Last month, the fighters apparently cleared an area of coastal Cabo Delgado known as Mucojo. Young people were abducted, men were killed, and survivors fled to nearby islands and ultimately to the provincial capital of Pemba, according to reports.

The beach at Paquitequete, Pemba’s most densely-populated neighbourhood, received well above 10,000 internally displaced people arriving by dhow in the second half of October – the majority of them children.

One such boat capsized on October 29, and 54 people drowned.

Emboldened, the fighters have also expanded their sphere of operation north into Tanzania, crossing the Rovuma River that marks the border between the two countries to carry out raids on villages in Tanzania’s Mtwara region.

The first such raid came two weeks before Tanzania’s presidential election last month when 200 fighters attacked the town of Kitaya, according to the Tanzanian police chief.

Since then, more attacks have been reported – despite a robust response from the Tanzanian security forces, who have also deported some 1,000 refugees back into Cabo Delgado in recent weeks.

Challenges:
1 - Rewrite the text on the Cabo Delgado attacks from "Last month, the" to "according to reports.", putting "residents" in place of "survivors".
2 - Write the next part of the text on the Cabo Delgado attacks, picking up after its last sentence.

Data rows:
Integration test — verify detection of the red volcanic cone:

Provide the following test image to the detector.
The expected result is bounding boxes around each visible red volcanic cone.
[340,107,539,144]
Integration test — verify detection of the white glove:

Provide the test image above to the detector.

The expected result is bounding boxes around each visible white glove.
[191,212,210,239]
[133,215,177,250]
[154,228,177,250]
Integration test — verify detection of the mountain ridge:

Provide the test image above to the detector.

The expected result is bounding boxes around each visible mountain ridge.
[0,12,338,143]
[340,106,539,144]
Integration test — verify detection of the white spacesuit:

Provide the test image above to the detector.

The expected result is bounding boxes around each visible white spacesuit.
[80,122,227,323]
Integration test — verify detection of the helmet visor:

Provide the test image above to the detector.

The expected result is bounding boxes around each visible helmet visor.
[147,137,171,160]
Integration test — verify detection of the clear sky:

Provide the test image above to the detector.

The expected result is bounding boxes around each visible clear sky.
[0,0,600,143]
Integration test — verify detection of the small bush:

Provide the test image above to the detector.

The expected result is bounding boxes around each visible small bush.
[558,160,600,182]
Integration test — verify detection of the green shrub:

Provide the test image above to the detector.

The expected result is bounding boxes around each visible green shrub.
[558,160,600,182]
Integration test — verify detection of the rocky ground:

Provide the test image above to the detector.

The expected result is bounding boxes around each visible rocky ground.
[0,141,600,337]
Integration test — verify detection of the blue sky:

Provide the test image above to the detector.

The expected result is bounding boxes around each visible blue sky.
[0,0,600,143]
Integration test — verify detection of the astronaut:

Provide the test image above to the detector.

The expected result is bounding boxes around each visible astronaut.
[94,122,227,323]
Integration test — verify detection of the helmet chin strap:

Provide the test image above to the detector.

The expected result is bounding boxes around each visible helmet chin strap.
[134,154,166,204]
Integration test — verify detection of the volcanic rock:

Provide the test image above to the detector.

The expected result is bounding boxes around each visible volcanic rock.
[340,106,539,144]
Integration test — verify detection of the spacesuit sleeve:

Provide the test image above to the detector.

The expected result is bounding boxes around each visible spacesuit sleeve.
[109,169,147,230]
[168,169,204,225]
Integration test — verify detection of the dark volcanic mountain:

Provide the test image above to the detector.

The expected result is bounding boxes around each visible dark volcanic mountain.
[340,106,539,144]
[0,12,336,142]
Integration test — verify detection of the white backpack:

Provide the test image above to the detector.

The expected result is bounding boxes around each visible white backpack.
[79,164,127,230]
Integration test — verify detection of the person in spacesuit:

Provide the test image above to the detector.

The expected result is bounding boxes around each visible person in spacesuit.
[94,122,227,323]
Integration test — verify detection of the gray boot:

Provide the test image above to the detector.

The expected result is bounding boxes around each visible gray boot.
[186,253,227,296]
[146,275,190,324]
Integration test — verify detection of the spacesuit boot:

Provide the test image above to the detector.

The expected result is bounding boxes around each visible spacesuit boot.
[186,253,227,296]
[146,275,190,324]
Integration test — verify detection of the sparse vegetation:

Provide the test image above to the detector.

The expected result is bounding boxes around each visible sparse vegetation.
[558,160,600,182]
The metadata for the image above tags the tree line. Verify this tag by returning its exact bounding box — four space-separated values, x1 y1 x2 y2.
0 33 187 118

Answers below:
1 -
Last month, the fighters apparently cleared an area of coastal Cabo Delgado known as Mucojo. Young people were abducted, men were killed, and residents fled to nearby islands and ultimately to the provincial capital of Pemba, according to reports.

2 -
Mozambique’s Prime Minister Carlos Agostinho do Rosário travelled to the Tanzanian capital of Dodoma on November 5 for President John Magufuli’s inauguration and had a private meeting with him to discuss the situation on the border.

Aware that the conflict will not only have a military solution, Mozambique’s government has created a new economic development agency for the north of the country, focusing on Cabo Delgado.

The first task of the Northern Integrated Development Agency is to help deal with the humanitarian catastrophe – but in the long term, it aims to promote development that will create much-needed employment in the region.

As the fighting spins out of control and investors leave, however, a solution seems further away than ever.